YOUR GOAL ▸ Rewrite everything in the records below, from the line containing "Annotate the image above for the object class green" down to the end of the records, keeping each request line as it stands. Multiply every bounding box coordinate in the answers by 2.1 and round each result to a whole number, with halves rounded up.

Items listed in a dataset
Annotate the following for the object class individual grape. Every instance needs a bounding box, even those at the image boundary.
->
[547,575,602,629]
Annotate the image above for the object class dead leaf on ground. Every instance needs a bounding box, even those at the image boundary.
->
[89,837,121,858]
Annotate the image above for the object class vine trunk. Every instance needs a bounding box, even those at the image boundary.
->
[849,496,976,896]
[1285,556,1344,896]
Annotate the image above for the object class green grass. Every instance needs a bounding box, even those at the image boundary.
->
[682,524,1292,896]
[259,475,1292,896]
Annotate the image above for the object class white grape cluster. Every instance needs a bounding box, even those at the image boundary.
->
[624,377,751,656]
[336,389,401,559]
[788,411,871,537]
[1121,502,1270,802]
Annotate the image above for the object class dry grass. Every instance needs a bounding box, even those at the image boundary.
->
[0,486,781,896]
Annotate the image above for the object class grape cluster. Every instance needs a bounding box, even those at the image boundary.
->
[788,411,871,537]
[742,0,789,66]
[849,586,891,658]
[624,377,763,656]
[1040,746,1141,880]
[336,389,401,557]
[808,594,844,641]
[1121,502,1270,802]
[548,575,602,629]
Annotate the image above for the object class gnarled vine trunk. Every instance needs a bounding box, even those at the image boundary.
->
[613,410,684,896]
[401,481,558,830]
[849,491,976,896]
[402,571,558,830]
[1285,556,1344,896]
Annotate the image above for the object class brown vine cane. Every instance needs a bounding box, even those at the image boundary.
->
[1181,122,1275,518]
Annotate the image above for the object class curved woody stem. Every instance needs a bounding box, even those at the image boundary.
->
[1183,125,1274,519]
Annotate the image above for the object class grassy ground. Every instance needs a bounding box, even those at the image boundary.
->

EXERCISE RESULT ▸
Annotate the image above for the object class green grass. Every instance needs a bounding box, even those at the image boundary.
->
[1432,1100,2713,1882]
[544,998,2713,1882]
Annotate the image above for the object class white grape cluster. Every instance needs a bounding box, even those at the image boundary.
->
[1310,792,1577,1378]
[706,817,842,1174]
[1655,863,1829,1128]
[2354,1054,2667,1684]
Annotate the image above for the object class dry grass. Every instance needs a bounding box, even those at the image boundary.
->
[0,1021,1640,1882]
Annotate the image above for the object class grape cluster. Every instance needs a bounding box, even those at the image boundary.
->
[1655,863,1829,1128]
[1558,0,1657,139]
[1783,1231,1871,1382]
[1310,792,1602,1378]
[2184,1567,2396,1848]
[706,817,842,1170]
[1697,1247,1772,1346]
[2354,1054,2667,1684]
[1151,1208,1264,1321]
Annotate the image above for the object class gnarled vine trunk. Every instance needs a bounding box, even those at the image boundary.
->
[1287,861,1436,1882]
[842,1010,1172,1743]
[1783,1031,2050,1882]
[844,1199,1172,1743]
[2699,1168,2822,1882]
Annotate the image above for the object class brown vine cane. Every instance needs a bounding box, even those at the image boundary.
->
[2480,256,2678,1088]
Annotate the image above for the object class curved woody stem. Every instance needs a bounding box, even those at the image boundary.
->
[2484,263,2675,1090]
Annotate the image above for the object class grassy ground. Every instance needs a bounding box, even those at the image boundary.
->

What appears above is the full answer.